■ **TASK DETAILS**
Set down exactly the lines from the first line of the records through the line that contains "column 277, row 491", and leave every picture out.
** PROVIDED DATA follows **
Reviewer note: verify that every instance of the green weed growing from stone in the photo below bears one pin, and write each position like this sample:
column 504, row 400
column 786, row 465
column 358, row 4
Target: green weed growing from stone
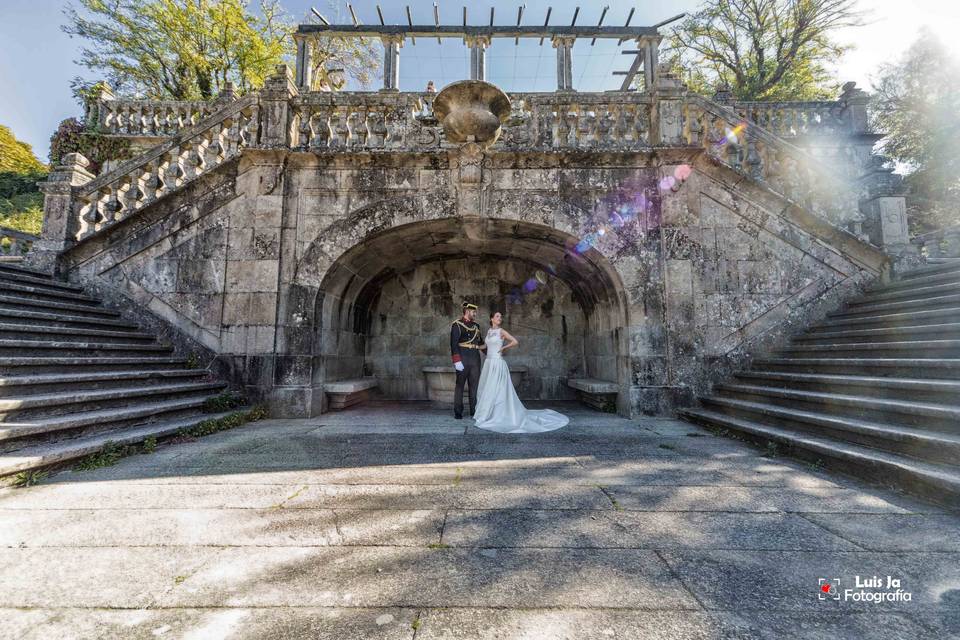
column 149, row 444
column 28, row 478
column 223, row 402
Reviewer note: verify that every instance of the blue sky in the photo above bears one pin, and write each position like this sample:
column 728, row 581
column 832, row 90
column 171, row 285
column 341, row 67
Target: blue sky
column 37, row 65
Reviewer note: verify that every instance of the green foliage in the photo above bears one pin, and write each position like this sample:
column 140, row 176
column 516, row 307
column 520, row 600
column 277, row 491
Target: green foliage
column 762, row 49
column 193, row 361
column 917, row 105
column 73, row 136
column 28, row 478
column 17, row 157
column 223, row 402
column 230, row 421
column 21, row 203
column 149, row 444
column 107, row 456
column 191, row 49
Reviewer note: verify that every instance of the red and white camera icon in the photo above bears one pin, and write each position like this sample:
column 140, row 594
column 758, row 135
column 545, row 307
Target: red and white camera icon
column 829, row 589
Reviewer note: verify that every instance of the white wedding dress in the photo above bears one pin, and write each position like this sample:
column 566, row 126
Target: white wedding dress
column 498, row 407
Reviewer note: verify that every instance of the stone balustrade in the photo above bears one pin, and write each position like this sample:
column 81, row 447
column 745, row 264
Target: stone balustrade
column 942, row 243
column 818, row 184
column 821, row 178
column 114, row 196
column 15, row 244
column 405, row 121
column 795, row 119
column 151, row 118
** End of PROVIDED DATA **
■ **TASK OUTPUT**
Reviewer note: verify that every instance of the green weed growing from stone in the photo below bears one pin, and write each position like this sample:
column 504, row 400
column 786, row 465
column 358, row 4
Target: green weed growing from stone
column 149, row 444
column 28, row 478
column 223, row 402
Reviewer note: verify that every instance of the blue sky in the photo above bears one pin, and write each position like this sample:
column 728, row 581
column 832, row 90
column 171, row 285
column 341, row 67
Target: blue sky
column 37, row 65
Reviewer note: verify that every instance of the green foliage in the photo above bears one pin, and write each position like this sample:
column 140, row 176
column 516, row 307
column 520, row 600
column 277, row 491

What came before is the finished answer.